Problem description
Without carrying over a single picture, write out the records below exactly.

Supplied records

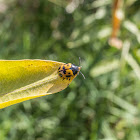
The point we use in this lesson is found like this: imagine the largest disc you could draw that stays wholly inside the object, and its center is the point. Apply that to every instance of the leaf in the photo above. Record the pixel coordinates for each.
(21, 80)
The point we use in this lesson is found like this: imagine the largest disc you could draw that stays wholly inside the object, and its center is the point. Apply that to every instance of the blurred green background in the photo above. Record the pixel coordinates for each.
(104, 106)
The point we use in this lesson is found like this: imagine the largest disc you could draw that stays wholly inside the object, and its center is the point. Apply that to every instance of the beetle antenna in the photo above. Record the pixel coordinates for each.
(82, 75)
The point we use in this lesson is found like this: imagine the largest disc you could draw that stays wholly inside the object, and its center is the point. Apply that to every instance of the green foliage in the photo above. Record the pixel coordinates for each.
(104, 106)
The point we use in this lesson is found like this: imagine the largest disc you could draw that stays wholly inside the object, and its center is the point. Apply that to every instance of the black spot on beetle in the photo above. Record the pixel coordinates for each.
(64, 71)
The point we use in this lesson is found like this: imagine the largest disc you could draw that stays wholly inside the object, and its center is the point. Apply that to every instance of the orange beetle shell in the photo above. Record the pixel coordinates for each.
(66, 71)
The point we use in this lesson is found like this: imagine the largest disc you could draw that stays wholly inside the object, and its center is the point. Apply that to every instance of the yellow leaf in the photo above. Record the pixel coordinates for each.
(22, 80)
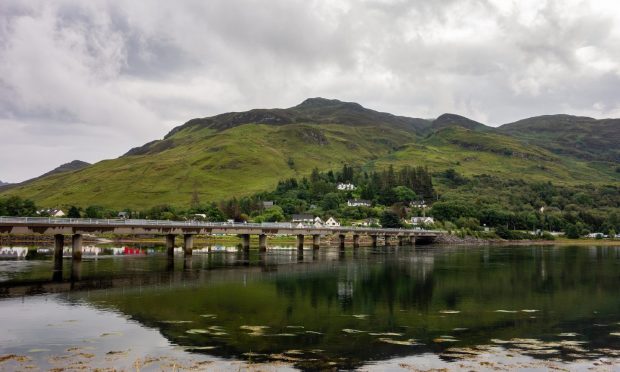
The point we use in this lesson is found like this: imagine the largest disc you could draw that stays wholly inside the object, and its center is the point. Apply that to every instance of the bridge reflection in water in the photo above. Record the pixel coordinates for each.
(77, 227)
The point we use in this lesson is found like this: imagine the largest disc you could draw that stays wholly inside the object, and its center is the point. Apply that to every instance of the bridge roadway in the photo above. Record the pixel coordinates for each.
(77, 227)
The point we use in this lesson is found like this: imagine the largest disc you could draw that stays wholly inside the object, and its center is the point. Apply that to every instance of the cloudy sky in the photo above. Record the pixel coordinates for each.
(90, 79)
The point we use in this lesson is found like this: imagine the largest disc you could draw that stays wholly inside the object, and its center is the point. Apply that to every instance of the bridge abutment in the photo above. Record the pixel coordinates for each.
(170, 244)
(300, 241)
(316, 241)
(59, 244)
(245, 242)
(341, 238)
(262, 242)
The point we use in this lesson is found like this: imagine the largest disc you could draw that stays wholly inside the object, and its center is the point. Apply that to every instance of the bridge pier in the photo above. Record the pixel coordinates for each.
(402, 240)
(59, 244)
(76, 247)
(170, 244)
(245, 243)
(262, 242)
(188, 244)
(300, 241)
(386, 240)
(341, 237)
(316, 241)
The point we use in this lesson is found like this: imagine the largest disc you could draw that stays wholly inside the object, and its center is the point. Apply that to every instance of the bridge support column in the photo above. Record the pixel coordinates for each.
(170, 244)
(76, 245)
(300, 241)
(316, 241)
(59, 244)
(245, 243)
(341, 237)
(188, 244)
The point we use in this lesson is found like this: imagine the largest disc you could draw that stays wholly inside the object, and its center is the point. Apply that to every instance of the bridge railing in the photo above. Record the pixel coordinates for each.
(188, 223)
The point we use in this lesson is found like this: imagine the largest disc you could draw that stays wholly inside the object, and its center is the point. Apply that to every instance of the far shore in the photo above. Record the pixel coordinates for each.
(204, 240)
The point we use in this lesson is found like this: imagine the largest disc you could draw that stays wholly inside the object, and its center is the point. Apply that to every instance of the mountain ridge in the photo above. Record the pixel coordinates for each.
(236, 154)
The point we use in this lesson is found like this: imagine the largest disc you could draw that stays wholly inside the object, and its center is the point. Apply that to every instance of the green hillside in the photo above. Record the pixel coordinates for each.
(239, 154)
(581, 137)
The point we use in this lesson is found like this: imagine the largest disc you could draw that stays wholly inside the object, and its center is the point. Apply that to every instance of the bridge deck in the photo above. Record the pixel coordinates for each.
(43, 225)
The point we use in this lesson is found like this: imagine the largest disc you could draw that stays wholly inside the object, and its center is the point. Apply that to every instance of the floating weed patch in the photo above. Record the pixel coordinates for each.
(349, 330)
(294, 352)
(254, 330)
(117, 352)
(198, 348)
(409, 342)
(14, 357)
(386, 334)
(110, 334)
(38, 350)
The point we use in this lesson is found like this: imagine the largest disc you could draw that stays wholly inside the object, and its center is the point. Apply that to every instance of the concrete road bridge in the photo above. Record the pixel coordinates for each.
(77, 227)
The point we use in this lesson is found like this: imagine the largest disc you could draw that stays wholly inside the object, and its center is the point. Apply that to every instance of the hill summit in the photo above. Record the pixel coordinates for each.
(241, 153)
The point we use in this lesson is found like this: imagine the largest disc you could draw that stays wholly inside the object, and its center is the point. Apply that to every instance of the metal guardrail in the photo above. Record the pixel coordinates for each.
(190, 223)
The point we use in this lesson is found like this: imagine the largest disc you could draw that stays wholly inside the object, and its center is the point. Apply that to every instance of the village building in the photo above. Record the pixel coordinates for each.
(331, 222)
(417, 221)
(345, 186)
(358, 203)
(52, 212)
(306, 219)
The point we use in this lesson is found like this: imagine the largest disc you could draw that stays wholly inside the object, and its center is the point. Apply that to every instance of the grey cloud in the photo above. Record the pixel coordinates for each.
(119, 73)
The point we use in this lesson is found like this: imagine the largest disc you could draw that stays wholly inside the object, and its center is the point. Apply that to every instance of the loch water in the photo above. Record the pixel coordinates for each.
(384, 308)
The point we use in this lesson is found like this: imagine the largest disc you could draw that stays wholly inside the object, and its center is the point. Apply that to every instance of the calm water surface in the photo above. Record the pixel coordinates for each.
(383, 308)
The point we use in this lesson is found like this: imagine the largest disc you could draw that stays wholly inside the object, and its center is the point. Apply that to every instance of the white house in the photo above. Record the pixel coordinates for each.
(332, 222)
(345, 186)
(358, 203)
(416, 221)
(52, 212)
(307, 219)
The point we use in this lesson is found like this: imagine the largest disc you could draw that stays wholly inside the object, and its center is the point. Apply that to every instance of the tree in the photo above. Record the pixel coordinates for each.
(404, 194)
(74, 212)
(390, 219)
(571, 231)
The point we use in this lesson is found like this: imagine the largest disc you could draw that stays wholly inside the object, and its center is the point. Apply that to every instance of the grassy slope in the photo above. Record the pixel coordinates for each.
(472, 153)
(253, 157)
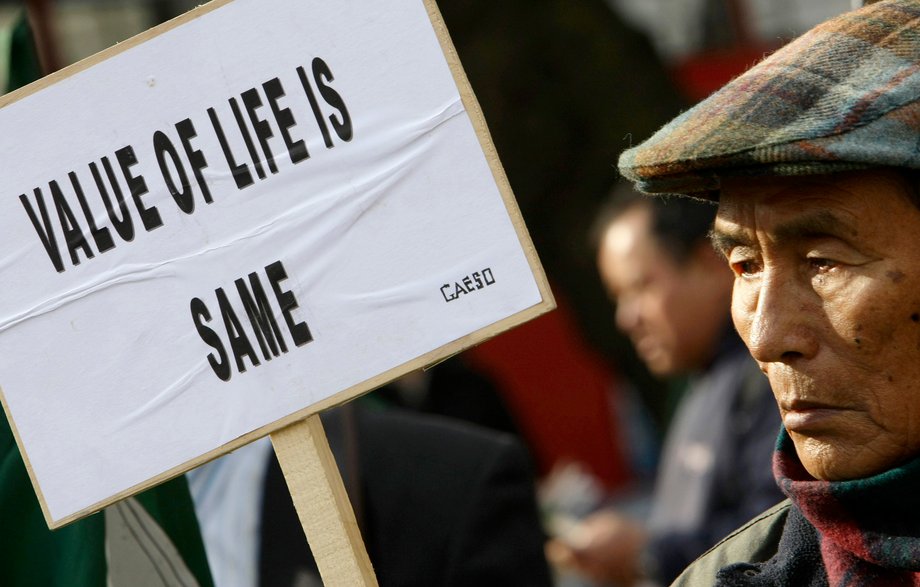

Answer space
The point we use in this lesson is found like this: imagine the largest disc you could draw that stays wholly inside the object, and its center is the point. Apply that to every instance of the leaf in the photo above. Record the pixel coordinates for each.
(21, 80)
The point we use in this lesson is found like this: imagine the largest disc you could draw that stays wholly inside the object, and its center is the point. Apply that to every instance of the blurred green background in the photo above. Record the pixel coordinates for each.
(104, 106)
The point we use in this lesson is found like this: imagine the largest disc you could draw that stays wholly inside the object, and its center is the point. Apply that to every instance of the beetle antenna in the photo above. Record the pixel coordinates for each.
(82, 75)
The point we use in this lesson is found like this: imagine the largest disc you could draw that stays wholly inside the object, and its center is the point. Apply that to every instance of the green foliage in the photo above. Record the pixel coordinates for each.
(104, 106)
The point we use in this lesson is found like this: imagine the largest disc you could draw that stays wholly inside the object, and its center is the point. Apply that to every instance of the black spot on beetle in the photo above. Record the pixel coordinates for each.
(64, 71)
The point we use in this lesson is found like this: imagine the largest disc you could draw that stays wholly inside the object, and its center is the point. Apply that to every instance of the orange beetle shell in the photo above. Record the pixel coordinates for each.
(66, 71)
The point we use in this lesson is found like this: imagine the largest disc you could draw that stays wholly inside the object, and its center is the point. Apply that to every instance of the yellow leaf in the photo above. Record the pixel coordinates for each.
(22, 80)
The point we use in this lesson is found like this: imagine the largest disc you could draw that stays wholly inside the object, and its center is the point. Apply that to every instance of the bridge reflection in water in the photo above. Record the pixel coordinates for each.
(77, 227)
The point we use in this lesson is found like this: imagine the largest disc you could draw that stays wholly inside the object, and its center is the point. Apply that to every instance of the bridge roadway in the photo above. Record the pixel coordinates for each.
(77, 227)
The point we use in this lesson is found like this: imagine the largest disc you could draw that stays wholly inside the object, and its center is the point. Apply that to every instance of the cloudy sky in the photo above. Record the pixel coordinates for each.
(90, 79)
The point we use in this lesson is found like this: imagine the largest disc you could draw that stays wholly inside the object, and its center is the point. Apply that to every instance of the bridge abutment in the photo above. Record the pixel coordinates for each.
(170, 244)
(300, 241)
(316, 241)
(59, 244)
(245, 242)
(341, 238)
(262, 242)
The point we use in this lesson is found like this: imagine the largest disc you could draw that stays wholly inside the object, and its center is the point. Apply that to every instance of the bridge pier in the photo above. Record the pixel coordinates for each.
(402, 240)
(59, 244)
(76, 247)
(170, 244)
(245, 243)
(262, 242)
(188, 244)
(300, 241)
(386, 240)
(341, 237)
(316, 241)
The point we use in this lesson is found like this: imagine the largest disc you could draw that stays wholly inside the object, and its center is the point. Apply that to every instance of the bridge support column in the photo above. Record the pixel coordinates for each.
(170, 244)
(76, 245)
(300, 241)
(316, 241)
(59, 244)
(245, 243)
(341, 237)
(188, 244)
The point we use in this lesson is found like this: imagine the largest disc you could draw that stays wholly inside the object, and its center is the point. Apply that to every instance of the bridge railing in the photo above. Record the pixel coordinates for each.
(188, 223)
The point we use in this lesson is found like this: imagine the largest disc you could draw that stays wholly inside the object, and its center is the point. Apply that to every instance of the far shore in the photo above. Record the pixel coordinates for each.
(204, 240)
The point we use in this lesson is found like this: imagine the largest disc you could draw that stays wholly inside the object, and its center is the point. Apply that to every instance of the mountain ridge in the photo above. Record the pixel coordinates for each.
(236, 154)
The point we use in this lesson is found like this: imagine the largest disc you could draw that stays wholly inside the object, and its center is the point. Apply that to every instance of the green hillside in the photo above. Record the pixel coordinates for each.
(239, 154)
(581, 137)
The point we use in this lesson is found like this: imagine the largest disc you could draw that stays wholly inside the object, and its center is the point. Apply that to every instance of the bridge deck in the photo above. Record the pixel coordinates for each.
(43, 225)
The point we use in this lesson is found like this: imagine the largest disc you could draw that stays wholly inside the object, and its center is the point. Apply that to every instance of the floating weed patch in the photo above. Record the pixel coordinates for each.
(349, 330)
(294, 352)
(254, 330)
(117, 352)
(198, 348)
(409, 342)
(14, 357)
(386, 334)
(110, 334)
(38, 350)
The point we use in this lesson is found like this: imagine the largest disc you could draw that stays wholly inside the object, and its center is the point. Apply that to every instance of the concrete road bridge in the photo above. Record the pixel coordinates for each.
(77, 227)
The point we use in this lesson is found like this: imagine the largest disc you could draw that stays wholly inside the object, and its center is the point. Apply that to every instance of the hill summit in the photo above. Record the pixel coordinates for each.
(241, 153)
The point we use in this lesson is found like this: imagine the largest disc you could draw that stays wholly inside the object, and its center is the point. Apply that to every instance of the metal guardrail in the photo above. Record the pixel coordinates for each.
(190, 223)
The point we use in this lesson is found like this: imagine the largest disc you could draw that stays wholly inside the object, and its center is the point. Apply that to every instance of the village building in the photo above. Record the pixel coordinates for each.
(331, 222)
(417, 221)
(345, 186)
(358, 203)
(52, 212)
(306, 219)
The point we use in this lesson is found like this: imagine the largest disc you could draw that stays wholly inside the object, and its center is the point. Apply that to every instance of the grey cloud in the photo above. Record the pixel coordinates for each.
(119, 73)
The point we use in this lesson is found like this: imagine the largest disc you could draw that stays wholly inside the object, and its center is the point. Apply that to every instance of the loch water in the photo above. Record the pixel coordinates for each.
(384, 308)
The point we use in this lesson is found like this: imagine the largest disc you could draw that stays wholly inside the object, and its center is the point. Apply that to every instance of the calm water surface in the photo above. Record the pixel coordinates for each.
(383, 308)
The point we use in this lesson is found like this: imagine the largest disc you could draw that stays wholly inside the object, and its center is the point. Apply that to every instance of the white house in the photo above. Record the pixel coordinates for each.
(332, 222)
(345, 186)
(358, 203)
(416, 221)
(52, 212)
(307, 219)
The point we use in this lesson is found like this: imagine the largest disc you could draw that stays wholly inside the object, and its center is the point. Apply that to every instance of the tree in the photo above. Record the pixel coordinates for each.
(404, 194)
(74, 212)
(390, 219)
(571, 231)
The point we use in this lesson is found like this: imagine the largest disc you could draw that stays wholly inside the object, and its center is the point. Apply that to every instance of the grassy slope in the photo above. Record the pixel coordinates for each.
(472, 153)
(253, 157)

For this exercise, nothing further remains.